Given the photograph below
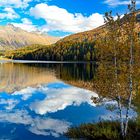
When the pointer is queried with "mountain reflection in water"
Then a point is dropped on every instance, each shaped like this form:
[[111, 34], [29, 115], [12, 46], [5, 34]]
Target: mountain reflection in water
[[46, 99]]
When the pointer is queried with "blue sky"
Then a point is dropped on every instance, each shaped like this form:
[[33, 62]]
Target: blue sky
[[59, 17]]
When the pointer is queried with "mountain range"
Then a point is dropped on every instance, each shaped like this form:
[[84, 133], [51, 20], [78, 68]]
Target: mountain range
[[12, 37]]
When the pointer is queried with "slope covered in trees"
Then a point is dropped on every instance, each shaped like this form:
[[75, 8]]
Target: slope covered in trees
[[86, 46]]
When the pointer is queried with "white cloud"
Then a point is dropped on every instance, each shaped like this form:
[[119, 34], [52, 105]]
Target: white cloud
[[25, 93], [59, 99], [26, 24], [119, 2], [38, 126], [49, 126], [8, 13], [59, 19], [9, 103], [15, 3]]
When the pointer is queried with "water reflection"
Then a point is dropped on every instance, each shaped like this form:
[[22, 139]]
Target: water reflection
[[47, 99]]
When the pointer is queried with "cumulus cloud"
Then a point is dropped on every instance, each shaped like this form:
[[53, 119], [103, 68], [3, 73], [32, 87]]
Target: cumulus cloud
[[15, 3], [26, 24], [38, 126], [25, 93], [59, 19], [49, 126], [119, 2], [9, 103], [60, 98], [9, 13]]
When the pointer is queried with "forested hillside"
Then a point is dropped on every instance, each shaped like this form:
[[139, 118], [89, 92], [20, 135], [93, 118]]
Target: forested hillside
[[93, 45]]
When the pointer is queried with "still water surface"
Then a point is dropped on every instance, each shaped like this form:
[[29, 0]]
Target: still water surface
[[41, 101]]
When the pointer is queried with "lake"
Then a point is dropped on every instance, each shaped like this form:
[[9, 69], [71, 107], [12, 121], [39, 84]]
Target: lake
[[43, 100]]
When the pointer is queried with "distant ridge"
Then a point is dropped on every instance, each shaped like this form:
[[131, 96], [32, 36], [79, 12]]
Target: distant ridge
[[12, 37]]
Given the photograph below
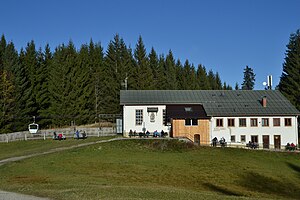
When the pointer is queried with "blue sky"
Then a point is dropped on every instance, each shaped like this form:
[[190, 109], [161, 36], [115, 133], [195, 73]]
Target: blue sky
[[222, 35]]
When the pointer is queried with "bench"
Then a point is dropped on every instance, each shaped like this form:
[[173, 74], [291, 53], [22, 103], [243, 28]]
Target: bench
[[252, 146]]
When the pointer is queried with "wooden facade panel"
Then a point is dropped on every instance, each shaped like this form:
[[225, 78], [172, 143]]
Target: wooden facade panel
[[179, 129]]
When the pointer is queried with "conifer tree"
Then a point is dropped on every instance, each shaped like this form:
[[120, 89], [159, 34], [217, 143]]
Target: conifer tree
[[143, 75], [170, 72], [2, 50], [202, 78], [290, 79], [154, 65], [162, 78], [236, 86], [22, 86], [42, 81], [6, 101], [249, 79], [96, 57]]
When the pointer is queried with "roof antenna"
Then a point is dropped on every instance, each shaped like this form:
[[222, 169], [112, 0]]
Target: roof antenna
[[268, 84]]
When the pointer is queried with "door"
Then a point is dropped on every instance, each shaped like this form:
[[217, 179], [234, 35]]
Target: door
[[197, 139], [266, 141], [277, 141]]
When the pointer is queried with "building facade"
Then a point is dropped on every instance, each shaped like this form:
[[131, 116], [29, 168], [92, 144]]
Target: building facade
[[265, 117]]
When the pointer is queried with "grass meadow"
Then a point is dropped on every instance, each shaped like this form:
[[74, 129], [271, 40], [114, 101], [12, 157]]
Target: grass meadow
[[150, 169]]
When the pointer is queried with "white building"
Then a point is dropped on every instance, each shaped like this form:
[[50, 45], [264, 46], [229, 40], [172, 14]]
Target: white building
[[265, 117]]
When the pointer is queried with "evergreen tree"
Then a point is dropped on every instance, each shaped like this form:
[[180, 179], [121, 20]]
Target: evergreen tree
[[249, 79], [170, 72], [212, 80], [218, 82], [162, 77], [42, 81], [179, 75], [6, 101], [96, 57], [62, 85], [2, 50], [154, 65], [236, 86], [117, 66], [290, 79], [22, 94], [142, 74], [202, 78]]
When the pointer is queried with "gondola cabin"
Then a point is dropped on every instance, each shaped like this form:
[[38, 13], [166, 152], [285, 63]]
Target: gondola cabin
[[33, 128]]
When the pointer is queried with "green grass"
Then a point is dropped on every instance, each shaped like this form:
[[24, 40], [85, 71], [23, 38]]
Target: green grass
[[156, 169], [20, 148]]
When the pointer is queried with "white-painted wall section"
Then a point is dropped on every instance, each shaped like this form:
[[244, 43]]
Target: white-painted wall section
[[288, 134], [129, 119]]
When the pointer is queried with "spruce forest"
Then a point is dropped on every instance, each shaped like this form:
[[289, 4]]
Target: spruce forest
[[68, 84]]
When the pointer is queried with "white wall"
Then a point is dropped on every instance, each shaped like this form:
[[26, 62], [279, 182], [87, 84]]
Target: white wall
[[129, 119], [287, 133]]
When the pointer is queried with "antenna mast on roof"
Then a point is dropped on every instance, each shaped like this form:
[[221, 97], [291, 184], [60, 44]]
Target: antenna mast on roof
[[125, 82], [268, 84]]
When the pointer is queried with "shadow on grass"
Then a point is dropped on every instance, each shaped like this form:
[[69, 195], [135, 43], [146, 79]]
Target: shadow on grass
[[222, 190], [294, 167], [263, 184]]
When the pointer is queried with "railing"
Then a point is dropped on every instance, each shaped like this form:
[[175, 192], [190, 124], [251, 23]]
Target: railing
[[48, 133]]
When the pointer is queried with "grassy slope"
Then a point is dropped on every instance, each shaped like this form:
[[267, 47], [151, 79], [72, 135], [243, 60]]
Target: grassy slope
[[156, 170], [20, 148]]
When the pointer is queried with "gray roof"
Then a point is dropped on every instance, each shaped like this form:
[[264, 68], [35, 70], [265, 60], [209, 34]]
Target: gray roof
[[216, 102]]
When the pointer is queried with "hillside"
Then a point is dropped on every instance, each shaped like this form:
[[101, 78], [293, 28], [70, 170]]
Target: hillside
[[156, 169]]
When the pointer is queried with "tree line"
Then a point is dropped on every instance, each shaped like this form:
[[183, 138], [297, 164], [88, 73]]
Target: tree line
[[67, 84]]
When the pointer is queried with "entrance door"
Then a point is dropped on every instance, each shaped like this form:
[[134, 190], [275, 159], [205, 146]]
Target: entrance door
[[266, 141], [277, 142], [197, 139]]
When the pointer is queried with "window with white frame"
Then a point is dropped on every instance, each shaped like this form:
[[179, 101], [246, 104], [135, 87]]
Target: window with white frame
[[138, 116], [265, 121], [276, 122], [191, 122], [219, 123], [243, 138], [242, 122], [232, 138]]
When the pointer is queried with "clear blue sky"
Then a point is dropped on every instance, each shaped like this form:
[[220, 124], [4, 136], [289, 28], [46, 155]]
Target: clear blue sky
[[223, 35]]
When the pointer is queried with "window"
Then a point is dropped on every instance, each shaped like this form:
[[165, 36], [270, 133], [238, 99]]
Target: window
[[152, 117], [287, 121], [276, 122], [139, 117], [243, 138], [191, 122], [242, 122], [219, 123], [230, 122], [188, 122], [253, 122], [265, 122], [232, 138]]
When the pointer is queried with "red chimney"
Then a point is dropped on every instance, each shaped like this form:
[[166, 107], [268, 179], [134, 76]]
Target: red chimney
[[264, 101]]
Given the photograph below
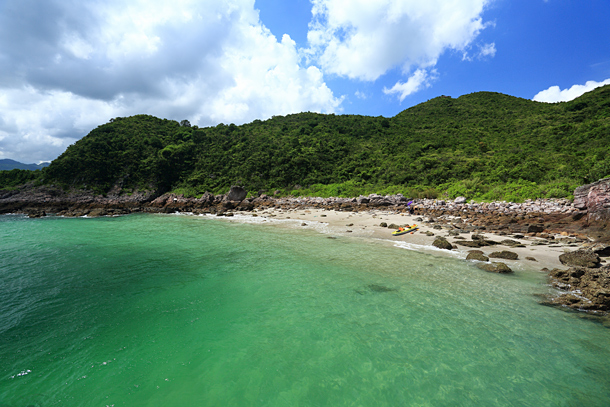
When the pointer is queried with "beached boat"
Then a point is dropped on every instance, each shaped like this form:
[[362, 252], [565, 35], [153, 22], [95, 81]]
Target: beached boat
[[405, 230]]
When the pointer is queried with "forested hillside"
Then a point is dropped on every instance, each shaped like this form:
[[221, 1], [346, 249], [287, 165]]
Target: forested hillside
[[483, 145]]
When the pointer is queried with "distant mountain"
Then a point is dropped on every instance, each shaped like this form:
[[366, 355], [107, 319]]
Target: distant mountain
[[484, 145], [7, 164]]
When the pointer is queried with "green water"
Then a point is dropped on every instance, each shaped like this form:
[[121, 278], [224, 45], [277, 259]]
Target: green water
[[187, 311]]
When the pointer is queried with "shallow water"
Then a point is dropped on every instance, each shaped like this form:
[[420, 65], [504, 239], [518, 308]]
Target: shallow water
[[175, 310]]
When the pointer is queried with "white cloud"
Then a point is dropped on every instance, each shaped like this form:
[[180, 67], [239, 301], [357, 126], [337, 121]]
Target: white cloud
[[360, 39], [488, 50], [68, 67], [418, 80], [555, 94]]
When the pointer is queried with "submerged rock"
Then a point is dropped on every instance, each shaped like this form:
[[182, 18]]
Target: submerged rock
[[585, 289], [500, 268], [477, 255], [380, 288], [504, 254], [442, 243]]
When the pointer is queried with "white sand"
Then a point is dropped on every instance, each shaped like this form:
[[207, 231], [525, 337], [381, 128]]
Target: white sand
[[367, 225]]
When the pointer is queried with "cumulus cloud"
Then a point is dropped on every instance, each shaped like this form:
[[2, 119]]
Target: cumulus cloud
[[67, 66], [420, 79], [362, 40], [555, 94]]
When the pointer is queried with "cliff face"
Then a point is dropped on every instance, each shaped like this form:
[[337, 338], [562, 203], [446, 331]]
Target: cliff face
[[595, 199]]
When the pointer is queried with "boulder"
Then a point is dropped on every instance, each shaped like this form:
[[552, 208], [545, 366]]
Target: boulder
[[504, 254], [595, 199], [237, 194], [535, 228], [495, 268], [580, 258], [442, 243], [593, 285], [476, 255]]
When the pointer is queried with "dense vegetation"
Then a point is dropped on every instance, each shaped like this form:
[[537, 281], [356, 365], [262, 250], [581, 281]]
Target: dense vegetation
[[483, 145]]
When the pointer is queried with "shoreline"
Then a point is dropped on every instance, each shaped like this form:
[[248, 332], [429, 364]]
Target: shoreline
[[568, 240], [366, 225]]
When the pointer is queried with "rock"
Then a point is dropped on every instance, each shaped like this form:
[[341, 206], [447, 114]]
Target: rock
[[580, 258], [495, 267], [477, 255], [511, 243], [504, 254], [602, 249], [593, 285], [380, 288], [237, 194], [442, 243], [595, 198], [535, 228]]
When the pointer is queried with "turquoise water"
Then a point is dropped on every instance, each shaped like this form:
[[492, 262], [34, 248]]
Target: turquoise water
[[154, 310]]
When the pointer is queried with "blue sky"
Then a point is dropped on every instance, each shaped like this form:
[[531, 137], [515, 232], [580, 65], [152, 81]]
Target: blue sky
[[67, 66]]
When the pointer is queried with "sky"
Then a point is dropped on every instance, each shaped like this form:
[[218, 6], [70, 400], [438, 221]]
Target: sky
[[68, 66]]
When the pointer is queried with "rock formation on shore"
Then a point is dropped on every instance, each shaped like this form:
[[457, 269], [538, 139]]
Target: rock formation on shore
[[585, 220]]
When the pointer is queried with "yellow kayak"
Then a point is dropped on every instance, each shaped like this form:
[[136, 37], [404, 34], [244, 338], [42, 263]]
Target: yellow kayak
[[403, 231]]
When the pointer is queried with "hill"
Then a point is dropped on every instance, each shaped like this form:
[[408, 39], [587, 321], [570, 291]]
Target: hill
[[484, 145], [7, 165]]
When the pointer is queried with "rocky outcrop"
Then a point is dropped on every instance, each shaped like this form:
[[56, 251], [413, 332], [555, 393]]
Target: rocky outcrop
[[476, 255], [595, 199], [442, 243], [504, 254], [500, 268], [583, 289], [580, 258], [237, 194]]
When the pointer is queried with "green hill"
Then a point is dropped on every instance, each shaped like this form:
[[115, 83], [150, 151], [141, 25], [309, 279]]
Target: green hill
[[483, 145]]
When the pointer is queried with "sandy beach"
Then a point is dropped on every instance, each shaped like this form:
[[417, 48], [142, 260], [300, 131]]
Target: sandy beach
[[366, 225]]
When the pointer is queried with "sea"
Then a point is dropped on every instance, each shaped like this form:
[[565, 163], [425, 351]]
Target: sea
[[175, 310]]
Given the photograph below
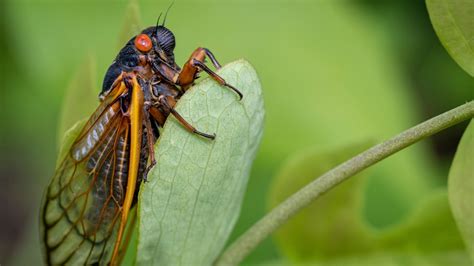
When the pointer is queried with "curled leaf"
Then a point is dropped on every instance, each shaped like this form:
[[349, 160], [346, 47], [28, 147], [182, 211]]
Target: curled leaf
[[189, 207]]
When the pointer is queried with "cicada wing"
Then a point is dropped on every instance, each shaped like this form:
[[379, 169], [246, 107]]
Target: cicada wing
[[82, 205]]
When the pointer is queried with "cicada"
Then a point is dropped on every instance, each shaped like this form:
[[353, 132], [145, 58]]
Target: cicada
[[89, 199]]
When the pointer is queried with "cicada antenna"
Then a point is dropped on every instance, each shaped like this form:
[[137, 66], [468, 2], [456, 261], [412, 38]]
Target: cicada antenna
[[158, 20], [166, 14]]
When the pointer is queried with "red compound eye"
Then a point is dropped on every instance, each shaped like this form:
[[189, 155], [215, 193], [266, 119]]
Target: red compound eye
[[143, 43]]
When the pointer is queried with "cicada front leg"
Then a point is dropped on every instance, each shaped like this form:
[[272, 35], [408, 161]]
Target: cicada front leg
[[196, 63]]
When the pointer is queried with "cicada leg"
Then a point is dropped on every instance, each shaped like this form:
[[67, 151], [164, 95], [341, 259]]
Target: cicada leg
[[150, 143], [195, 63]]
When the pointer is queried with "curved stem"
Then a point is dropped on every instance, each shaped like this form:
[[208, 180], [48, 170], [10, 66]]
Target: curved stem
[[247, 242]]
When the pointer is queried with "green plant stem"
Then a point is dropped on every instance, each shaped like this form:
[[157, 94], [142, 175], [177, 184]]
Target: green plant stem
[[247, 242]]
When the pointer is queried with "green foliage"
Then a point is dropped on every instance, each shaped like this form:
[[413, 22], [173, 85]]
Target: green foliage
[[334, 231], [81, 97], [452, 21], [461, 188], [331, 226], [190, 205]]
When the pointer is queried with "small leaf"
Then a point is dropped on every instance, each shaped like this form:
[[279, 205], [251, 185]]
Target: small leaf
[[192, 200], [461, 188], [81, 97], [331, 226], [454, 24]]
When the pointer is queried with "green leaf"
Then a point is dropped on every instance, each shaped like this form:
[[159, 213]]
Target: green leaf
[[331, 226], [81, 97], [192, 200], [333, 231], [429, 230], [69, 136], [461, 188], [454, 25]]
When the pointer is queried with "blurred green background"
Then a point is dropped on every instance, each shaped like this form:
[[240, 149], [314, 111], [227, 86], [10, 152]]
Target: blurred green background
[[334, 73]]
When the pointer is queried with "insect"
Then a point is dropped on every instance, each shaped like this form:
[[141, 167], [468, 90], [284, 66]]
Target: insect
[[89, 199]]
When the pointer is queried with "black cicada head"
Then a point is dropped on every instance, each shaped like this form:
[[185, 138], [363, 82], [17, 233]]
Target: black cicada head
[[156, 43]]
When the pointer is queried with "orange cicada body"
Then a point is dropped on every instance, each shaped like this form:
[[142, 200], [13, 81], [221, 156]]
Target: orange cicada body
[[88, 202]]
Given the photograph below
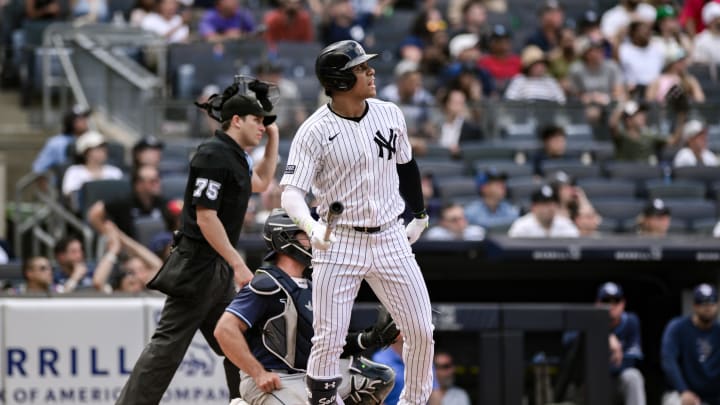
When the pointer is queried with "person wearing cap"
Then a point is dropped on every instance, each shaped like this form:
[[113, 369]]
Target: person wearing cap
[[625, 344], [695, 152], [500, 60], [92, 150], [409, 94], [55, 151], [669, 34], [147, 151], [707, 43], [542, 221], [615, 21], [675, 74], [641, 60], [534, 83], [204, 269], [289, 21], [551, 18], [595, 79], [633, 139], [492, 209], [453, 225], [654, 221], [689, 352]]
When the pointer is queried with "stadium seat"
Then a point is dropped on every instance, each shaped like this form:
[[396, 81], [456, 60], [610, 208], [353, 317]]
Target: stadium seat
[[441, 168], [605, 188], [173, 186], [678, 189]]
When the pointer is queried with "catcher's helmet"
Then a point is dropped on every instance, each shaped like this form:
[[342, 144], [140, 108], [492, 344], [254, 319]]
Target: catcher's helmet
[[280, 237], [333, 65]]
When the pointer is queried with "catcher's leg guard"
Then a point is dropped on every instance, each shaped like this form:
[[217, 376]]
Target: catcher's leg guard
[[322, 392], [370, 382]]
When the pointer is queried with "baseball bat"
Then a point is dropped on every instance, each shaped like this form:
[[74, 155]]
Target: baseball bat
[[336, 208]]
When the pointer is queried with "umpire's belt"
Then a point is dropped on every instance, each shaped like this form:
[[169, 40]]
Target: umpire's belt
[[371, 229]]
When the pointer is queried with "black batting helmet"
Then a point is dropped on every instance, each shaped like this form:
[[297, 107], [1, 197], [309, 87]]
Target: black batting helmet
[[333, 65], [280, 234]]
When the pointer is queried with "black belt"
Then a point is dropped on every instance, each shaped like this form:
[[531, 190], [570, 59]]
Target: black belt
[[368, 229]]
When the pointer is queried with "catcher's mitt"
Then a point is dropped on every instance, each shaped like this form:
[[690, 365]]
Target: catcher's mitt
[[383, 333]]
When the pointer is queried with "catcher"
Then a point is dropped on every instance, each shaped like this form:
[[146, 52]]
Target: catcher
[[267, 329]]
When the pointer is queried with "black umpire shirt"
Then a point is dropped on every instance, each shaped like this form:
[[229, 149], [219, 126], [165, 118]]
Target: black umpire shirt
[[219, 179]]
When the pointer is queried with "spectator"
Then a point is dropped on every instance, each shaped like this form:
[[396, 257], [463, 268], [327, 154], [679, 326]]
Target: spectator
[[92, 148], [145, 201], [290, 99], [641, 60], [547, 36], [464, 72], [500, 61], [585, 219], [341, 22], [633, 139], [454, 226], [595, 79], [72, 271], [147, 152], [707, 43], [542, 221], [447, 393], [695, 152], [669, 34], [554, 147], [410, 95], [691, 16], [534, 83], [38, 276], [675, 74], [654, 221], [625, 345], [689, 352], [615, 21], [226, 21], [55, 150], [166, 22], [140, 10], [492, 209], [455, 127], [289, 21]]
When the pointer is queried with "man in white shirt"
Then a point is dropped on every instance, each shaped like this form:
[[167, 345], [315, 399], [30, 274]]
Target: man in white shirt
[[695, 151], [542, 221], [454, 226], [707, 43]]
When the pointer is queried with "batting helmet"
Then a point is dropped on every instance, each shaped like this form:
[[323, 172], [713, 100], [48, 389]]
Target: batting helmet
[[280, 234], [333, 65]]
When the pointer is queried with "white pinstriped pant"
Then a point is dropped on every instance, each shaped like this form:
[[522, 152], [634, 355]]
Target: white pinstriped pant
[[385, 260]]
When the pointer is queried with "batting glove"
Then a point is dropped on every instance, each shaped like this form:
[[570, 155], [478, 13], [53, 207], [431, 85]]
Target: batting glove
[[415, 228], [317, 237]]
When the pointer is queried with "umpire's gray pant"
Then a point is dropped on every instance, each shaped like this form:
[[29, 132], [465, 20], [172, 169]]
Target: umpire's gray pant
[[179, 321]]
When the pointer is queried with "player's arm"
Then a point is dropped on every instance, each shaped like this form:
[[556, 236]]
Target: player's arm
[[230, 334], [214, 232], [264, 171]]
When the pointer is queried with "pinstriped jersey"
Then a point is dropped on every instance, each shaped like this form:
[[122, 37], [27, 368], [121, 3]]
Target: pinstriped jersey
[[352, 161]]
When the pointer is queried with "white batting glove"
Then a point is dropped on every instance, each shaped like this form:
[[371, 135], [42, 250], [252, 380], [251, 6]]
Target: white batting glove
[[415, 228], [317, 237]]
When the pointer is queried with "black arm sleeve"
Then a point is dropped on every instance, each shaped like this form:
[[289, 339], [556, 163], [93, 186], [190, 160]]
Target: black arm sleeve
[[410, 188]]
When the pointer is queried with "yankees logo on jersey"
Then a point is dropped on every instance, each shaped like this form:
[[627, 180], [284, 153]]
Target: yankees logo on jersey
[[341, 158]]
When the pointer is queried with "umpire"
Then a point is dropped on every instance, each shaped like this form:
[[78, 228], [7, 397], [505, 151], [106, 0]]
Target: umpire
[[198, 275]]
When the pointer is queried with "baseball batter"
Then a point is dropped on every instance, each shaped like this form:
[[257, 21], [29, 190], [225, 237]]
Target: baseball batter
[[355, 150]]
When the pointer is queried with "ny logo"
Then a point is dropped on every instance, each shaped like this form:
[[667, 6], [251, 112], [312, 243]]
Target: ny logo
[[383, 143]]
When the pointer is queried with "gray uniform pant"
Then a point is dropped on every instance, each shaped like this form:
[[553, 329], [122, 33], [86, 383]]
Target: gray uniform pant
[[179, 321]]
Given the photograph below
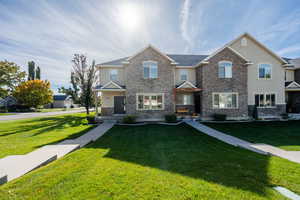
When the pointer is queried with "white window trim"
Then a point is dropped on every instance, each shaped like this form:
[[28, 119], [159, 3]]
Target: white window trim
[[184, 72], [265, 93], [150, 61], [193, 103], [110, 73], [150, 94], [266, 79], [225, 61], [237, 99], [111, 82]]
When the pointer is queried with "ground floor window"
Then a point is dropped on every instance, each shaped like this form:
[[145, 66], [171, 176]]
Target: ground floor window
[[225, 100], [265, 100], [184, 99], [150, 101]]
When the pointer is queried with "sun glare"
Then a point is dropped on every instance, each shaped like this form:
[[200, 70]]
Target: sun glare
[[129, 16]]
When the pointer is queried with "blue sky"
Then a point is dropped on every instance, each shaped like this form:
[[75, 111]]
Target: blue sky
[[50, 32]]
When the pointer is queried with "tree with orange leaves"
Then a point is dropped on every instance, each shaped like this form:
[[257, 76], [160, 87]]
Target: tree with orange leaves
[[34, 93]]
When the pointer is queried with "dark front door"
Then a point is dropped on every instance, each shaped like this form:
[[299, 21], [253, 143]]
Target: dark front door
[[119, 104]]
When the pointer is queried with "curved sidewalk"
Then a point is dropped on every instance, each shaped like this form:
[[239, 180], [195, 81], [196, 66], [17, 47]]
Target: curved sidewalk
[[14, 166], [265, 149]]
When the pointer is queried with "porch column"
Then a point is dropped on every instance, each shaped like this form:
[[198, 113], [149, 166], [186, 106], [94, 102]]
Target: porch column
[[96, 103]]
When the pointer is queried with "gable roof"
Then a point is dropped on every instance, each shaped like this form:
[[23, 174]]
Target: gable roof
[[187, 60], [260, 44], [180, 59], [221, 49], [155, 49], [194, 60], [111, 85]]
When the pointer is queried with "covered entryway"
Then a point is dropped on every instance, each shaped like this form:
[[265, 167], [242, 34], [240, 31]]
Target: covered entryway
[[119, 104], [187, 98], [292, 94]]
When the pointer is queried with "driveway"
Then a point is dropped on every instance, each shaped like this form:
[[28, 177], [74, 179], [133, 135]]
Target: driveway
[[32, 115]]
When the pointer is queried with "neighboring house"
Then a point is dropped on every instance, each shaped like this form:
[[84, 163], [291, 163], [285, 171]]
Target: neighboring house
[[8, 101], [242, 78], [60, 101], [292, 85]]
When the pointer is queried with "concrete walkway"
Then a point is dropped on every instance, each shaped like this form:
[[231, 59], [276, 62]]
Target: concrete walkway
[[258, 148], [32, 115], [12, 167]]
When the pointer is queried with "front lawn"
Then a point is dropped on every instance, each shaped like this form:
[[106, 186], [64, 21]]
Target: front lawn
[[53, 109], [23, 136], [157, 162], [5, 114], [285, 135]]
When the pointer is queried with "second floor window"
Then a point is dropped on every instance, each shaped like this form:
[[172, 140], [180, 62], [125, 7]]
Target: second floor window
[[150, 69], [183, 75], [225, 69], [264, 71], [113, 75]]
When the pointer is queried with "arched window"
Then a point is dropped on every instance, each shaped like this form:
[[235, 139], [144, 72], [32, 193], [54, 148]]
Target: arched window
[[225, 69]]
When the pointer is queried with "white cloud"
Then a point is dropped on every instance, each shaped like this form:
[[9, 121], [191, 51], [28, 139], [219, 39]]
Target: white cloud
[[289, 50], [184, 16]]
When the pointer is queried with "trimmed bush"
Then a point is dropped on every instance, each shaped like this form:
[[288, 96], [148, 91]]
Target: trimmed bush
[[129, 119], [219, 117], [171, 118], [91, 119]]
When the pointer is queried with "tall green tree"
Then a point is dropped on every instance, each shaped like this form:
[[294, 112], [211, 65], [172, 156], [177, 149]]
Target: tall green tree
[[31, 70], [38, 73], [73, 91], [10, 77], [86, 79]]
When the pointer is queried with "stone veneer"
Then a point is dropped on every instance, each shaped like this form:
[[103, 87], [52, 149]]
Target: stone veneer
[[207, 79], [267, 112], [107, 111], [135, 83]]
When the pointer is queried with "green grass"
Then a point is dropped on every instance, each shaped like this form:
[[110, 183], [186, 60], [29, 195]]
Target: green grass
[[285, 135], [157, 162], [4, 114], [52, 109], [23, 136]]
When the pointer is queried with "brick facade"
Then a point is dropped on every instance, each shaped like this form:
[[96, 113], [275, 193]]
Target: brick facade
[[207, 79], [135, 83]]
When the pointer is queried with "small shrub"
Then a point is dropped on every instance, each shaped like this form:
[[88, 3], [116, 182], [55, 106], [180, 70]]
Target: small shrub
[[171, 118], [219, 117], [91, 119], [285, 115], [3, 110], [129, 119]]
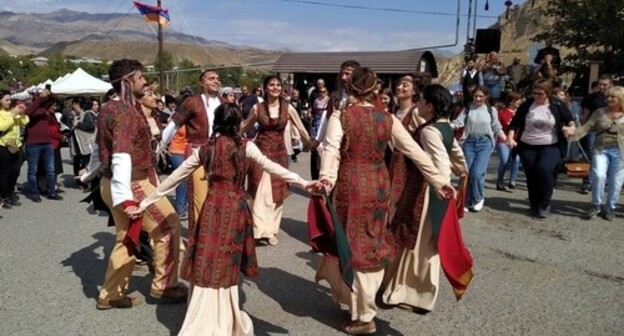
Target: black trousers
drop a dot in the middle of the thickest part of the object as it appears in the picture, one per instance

*Goal of the exercise*
Your answer should be the lines from the first record down to the line containing "[[119, 34], [52, 105]]", restated exactly, with no pictures.

*Written solution*
Given the photograph below
When the pointer is queried with "mountain reflection in water"
Then a point is dropped on every instance, each shaped like this form:
[[111, 34], [29, 115], [12, 46], [5, 34]]
Target: mountain reflection in water
[[46, 99]]
When the pointer is queried with "blue sky"
Then a point is dropped on every instance, each shaped like this form:
[[33, 62]]
Target: blue sky
[[59, 17]]
When the pointer is queried with "mountain range"
Then a point is dropped on every instance, each shaped like this form:
[[84, 133], [51, 20], [78, 68]]
Target: mountain range
[[12, 37]]
When the pointer is queried with "slope covered in trees"
Then a point is dropped on every instance, each shaped like this form:
[[75, 8]]
Target: slope covered in trees
[[86, 46]]
When the pointer is queried with "white cloud"
Then a point is dropped on every instance, each shaped like this form:
[[119, 34], [52, 105]]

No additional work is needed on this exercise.